The problem: Please show every line below that contains the string "dress", matching case exactly.

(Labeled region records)
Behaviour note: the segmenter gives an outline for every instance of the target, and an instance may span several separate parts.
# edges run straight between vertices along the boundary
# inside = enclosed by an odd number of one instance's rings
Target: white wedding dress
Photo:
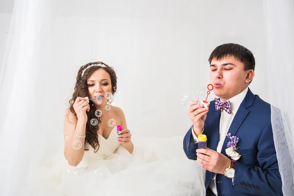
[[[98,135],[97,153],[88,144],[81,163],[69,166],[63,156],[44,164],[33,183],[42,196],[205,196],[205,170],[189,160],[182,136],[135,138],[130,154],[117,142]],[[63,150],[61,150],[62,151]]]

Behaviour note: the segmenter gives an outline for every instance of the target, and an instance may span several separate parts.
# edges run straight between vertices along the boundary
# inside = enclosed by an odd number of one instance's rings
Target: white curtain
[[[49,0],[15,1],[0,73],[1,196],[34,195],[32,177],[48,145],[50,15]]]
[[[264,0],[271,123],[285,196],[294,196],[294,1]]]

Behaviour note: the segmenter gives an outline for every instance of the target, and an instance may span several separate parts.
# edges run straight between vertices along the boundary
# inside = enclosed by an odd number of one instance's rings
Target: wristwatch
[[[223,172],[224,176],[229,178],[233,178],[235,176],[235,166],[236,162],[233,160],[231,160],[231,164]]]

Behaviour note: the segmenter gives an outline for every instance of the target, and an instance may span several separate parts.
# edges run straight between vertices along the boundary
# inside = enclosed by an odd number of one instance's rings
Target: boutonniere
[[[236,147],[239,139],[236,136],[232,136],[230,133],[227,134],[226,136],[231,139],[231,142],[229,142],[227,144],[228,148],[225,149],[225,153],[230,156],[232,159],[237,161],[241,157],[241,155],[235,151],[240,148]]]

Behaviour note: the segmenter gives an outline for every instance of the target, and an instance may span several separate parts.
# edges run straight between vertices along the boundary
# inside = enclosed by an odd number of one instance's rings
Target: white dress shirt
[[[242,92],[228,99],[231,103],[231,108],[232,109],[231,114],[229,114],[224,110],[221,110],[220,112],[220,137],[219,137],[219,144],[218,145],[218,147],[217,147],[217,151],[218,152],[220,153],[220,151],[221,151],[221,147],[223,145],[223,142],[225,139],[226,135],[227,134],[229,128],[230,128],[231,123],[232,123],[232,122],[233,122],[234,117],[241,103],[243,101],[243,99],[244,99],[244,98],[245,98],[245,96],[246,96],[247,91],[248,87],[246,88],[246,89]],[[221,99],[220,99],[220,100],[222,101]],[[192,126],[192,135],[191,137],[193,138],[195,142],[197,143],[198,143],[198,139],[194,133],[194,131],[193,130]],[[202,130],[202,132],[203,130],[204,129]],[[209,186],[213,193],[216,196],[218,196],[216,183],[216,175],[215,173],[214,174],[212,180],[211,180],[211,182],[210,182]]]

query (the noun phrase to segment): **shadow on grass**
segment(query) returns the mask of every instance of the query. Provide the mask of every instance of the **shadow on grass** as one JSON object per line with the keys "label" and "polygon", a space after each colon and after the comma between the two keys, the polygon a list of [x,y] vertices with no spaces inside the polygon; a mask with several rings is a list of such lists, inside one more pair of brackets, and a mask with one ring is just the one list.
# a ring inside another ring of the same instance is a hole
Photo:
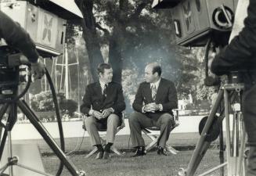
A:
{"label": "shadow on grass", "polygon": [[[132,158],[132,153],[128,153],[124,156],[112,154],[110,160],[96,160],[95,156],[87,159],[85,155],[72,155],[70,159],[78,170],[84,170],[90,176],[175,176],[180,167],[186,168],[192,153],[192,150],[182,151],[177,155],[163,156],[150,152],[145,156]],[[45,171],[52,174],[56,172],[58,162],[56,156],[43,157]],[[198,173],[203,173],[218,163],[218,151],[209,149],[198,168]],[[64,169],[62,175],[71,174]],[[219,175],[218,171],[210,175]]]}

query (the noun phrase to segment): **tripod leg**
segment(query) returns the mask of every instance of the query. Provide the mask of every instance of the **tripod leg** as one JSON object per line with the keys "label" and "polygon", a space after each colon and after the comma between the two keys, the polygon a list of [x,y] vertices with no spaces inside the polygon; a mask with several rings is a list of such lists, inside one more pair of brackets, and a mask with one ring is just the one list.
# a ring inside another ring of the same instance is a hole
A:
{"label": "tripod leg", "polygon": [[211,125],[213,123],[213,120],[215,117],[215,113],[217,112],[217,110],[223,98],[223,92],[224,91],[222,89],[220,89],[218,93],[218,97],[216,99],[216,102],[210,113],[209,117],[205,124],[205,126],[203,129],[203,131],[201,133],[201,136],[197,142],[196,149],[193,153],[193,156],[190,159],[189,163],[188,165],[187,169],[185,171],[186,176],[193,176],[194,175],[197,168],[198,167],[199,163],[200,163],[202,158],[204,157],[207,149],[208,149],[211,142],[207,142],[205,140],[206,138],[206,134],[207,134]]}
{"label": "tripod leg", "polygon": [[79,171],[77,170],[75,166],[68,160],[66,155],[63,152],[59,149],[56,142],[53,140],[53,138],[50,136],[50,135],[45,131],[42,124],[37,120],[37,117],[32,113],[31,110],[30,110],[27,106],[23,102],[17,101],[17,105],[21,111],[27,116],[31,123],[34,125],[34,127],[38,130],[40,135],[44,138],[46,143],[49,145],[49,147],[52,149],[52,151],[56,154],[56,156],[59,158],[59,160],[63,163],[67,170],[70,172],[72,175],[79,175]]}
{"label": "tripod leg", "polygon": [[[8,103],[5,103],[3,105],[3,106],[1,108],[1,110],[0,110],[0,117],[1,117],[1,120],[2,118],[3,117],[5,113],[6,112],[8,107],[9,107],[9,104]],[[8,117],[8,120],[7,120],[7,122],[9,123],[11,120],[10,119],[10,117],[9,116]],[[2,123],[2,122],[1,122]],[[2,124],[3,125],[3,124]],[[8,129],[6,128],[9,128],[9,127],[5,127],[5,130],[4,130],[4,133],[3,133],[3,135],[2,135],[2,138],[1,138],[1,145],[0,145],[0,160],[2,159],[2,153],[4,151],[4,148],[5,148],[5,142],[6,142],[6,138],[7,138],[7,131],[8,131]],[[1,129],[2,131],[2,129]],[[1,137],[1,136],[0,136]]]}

---

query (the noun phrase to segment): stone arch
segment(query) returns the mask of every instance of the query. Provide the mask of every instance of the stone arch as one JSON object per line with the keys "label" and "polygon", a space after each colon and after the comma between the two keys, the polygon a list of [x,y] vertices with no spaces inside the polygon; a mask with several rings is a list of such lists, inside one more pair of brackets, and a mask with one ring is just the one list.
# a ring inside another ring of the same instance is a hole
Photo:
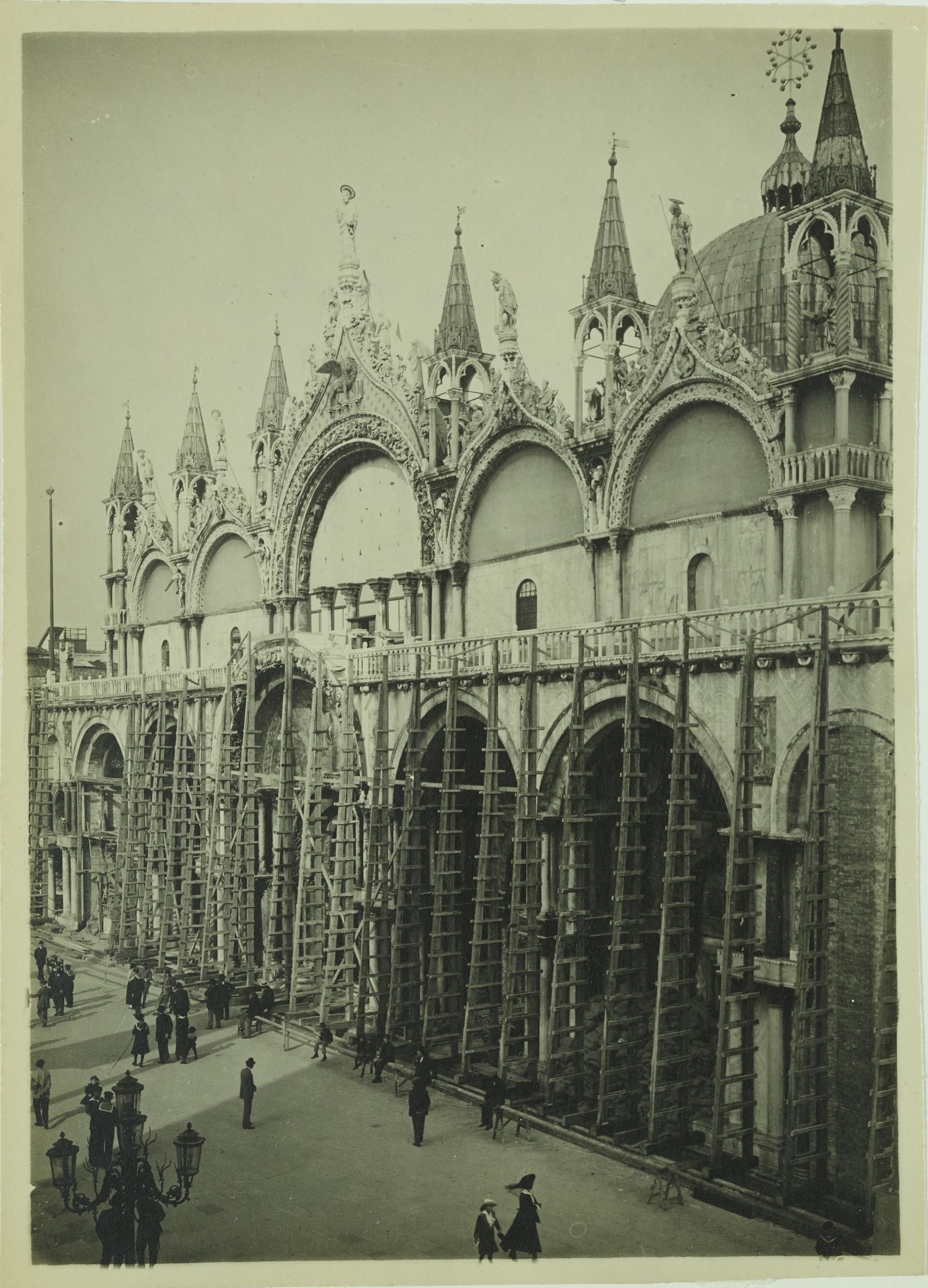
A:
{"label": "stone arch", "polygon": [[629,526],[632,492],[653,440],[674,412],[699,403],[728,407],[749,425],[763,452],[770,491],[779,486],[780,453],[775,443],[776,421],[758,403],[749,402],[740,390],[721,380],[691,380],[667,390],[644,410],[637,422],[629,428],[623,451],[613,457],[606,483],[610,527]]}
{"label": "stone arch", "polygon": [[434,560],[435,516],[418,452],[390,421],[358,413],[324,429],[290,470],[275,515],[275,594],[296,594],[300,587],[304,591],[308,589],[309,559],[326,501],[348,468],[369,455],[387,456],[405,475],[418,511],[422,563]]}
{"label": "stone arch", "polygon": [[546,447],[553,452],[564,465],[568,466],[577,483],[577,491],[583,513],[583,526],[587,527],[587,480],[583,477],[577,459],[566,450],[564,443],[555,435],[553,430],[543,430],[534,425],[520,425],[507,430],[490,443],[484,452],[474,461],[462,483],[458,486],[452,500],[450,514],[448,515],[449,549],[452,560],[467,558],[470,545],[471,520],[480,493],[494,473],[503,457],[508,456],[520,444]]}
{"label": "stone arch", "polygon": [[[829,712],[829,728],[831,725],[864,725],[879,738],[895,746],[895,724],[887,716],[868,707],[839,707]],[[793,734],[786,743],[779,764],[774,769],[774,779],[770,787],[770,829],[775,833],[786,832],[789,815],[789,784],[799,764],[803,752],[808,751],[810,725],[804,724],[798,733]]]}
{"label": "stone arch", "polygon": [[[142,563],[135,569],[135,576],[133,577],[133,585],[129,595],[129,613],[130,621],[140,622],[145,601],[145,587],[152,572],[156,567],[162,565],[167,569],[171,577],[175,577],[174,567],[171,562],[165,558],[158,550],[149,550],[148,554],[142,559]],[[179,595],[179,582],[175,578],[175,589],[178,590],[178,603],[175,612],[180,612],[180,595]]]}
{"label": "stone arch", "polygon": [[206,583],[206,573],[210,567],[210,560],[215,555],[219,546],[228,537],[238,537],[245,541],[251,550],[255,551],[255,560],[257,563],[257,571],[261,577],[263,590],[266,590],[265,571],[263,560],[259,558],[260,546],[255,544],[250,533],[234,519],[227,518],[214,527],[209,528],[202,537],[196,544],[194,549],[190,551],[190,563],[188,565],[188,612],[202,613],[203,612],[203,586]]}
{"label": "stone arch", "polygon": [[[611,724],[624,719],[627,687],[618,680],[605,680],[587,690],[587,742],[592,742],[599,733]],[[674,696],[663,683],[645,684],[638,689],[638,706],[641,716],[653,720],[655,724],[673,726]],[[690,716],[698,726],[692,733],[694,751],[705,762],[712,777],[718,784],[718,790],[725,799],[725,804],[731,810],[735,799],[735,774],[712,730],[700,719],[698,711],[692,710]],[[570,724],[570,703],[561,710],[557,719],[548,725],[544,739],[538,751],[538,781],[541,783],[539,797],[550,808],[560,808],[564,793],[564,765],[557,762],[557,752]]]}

Exercise solution:
Target: white wedding dress
Target: white dress shirt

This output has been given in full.